## 作業内容
1/ 抽出テキストによると、「ぽち袋」は何から発展したものですか？
2/ 抽出テキストのうち、「先回に引き続き、日本の包装の歴史と文化について考察したいと思います。」を含む語句で始まり「そして「装」には、飾り整える、揃えるという意味があります。」で終わる部分を、「母親」を「お母さん」に変えて書き直してください。

··· 抽出テキスト

物が豊かになった今日、ちまたには色とりどりの包装があふれています。
それら包装というものは、今や宣伝のためのツールの一つとなっています。

当社コンテンツ日本の文化 紙袋の歴史の中でも触れましたが、
日本において包装とは、受け取る人に対する気遣いや思いやり、そしてある時には洒落(しゃれ)の心が表れた粋なものでした。

そしてこの日本の「包む」という文化は奥が深く、今でも日本の様々な習慣に受け継がれています。
また海外の人たちからは、日本の包装が非常にクリエイティブなものに映るようです。

先回に引き続き、日本の包装の歴史と文化について考察したいと思います。

日本の「包装」の意味するところ

包装

日本の文化 「包む」ということを考える際に、左側に載せましたが、漢字の「包装」の意味を調べると、その根底にある考えを理解できます。

胎児が母親のおなかの中で育まれている形からできたとされる「包」には、大切なものを包む、または守るという意味があります。
そして「装」には、飾り整える、揃えるという意味があります。

ですから「包装」とは、持ち運ぶという実用面だけではなく、大切な人に贈る、または物を大切に守るという意味があるのです。

ここが、日本の外国の包装に関する文化の違いであって、大きく差別化されているところと言えます。
※詳しくは当社コンテンツ食品包装資材のあれこれをご覧ください。

これらの感性は日本の包装にどのように表れてきたのでしょうか。

紙で包む

贈り物を紙で包装するという習慣は、はじめ祭事で行われていました。
清浄を表す白い和紙の上に赤く染めた和紙を重ね、神事のお供え物だった鮑を干したものを載せ水引で結ぶというその風習は、現在でもお歳暮やお中元、祝儀袋などに簡略化した形で残っています。

そして今でもよく聞く水引は、室町時代に盛んだった冠号貿易で、中国からきた荷物に目印としてつけられていた赤と白の縄をヒントに、贈り物を包み留め、美しく飾るものとして取り入れられたものです。
ただの貿易で使う目印を、贈り物に付ける飾りのヒントにするというところに、物を大切に扱い、贈る相手を喜ばせたい、という日本人の感性が表れていますね。

また和紙で贈り物を包む様々な方法は、「折形」(おりがた)として武家の礼法の一つとなりました。

今では形にとらわれず商業化している紙の包装ですが、上記のように、実は深く追及された包装ですから、やはりこれも日本独特の文化といえます。

余談ですが、お年玉などを渡すときに使う「ぽち袋」は、紙で包んだ「おひねり」から発展したものです。
演劇や芝居などの演者に渡すのに、紙で包んだだけではお金がこぼれしまうし、お金を直に渡すのは気が引けるという気遣いから、袋状のものに入れるようになったのです。
この「ぽち」という名称は、わずかですがという謙虚な気持ちが表れた言葉のようです。
こんなところにも日本人の性質が表れています。

布で包む

日本の包装の歴史を調べてみると、奈良時代にはすでに布で包むという習慣があったようです。

······
··· 提供データ

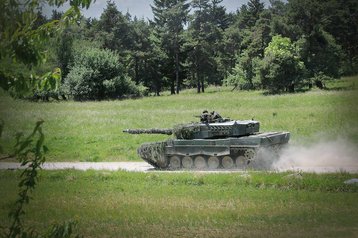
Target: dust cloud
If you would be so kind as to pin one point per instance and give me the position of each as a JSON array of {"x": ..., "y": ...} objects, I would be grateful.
[{"x": 321, "y": 157}]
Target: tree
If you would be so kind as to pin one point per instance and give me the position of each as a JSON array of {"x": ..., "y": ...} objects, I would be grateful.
[
  {"x": 169, "y": 18},
  {"x": 23, "y": 35},
  {"x": 96, "y": 74}
]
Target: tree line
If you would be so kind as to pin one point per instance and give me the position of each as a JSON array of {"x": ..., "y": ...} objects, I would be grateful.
[{"x": 286, "y": 46}]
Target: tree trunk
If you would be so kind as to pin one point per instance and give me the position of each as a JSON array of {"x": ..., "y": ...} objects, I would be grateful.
[
  {"x": 177, "y": 71},
  {"x": 202, "y": 85},
  {"x": 172, "y": 87}
]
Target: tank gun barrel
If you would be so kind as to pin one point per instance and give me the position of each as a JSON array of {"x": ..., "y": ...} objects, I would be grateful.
[{"x": 149, "y": 131}]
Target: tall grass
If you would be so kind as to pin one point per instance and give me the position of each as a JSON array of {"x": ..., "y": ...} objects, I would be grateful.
[{"x": 92, "y": 131}]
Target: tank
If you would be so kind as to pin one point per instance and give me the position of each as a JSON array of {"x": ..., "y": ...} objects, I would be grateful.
[{"x": 213, "y": 143}]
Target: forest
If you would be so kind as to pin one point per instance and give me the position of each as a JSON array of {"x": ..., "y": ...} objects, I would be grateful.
[{"x": 284, "y": 47}]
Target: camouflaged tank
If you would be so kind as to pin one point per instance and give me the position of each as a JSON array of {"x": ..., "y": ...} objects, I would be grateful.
[{"x": 213, "y": 143}]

······

## 各作業の結果
1/ 紙で包んだ「おひねり」から発展したものです。

2/
先回に引き続き、日本の包装の歴史と文化について考察したいと思います。

日本の「包装」の意味するところ

包装

日本の文化 「包む」ということを考える際に、左側に載せましたが、漢字の「包装」の意味を調べると、その根底にある考えを理解できます。

胎児がお母さんのおなかの中で育まれている形からできたとされる「包」には、大切なものを包む、または守るという意味があります。
そして「装」には、飾り整える、揃えるという意味があります。